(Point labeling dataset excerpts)
>>>>

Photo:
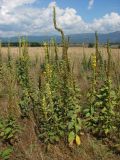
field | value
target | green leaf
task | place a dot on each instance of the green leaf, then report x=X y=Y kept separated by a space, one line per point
x=71 y=137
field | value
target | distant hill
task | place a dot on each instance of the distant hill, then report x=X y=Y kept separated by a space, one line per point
x=114 y=37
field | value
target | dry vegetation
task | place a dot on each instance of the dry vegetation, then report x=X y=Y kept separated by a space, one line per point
x=59 y=103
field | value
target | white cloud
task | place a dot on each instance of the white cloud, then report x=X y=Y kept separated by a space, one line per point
x=22 y=19
x=91 y=2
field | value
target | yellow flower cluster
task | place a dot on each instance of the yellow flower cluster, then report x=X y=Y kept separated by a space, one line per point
x=94 y=61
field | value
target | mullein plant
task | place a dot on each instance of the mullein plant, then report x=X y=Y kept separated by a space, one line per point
x=59 y=109
x=101 y=113
x=10 y=84
x=22 y=68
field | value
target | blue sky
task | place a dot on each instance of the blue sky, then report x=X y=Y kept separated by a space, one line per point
x=34 y=17
x=98 y=9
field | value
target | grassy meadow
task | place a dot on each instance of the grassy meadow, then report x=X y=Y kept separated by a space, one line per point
x=59 y=103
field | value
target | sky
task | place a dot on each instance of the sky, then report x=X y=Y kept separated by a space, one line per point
x=34 y=17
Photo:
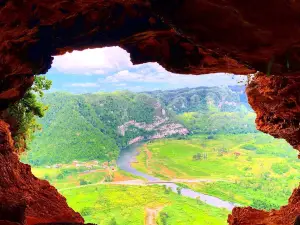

<<<<

EXERCISE GOAL |
Tally the lines in the records above that contain the string "meadow", and reply with only that number.

TASK RESPONSE |
2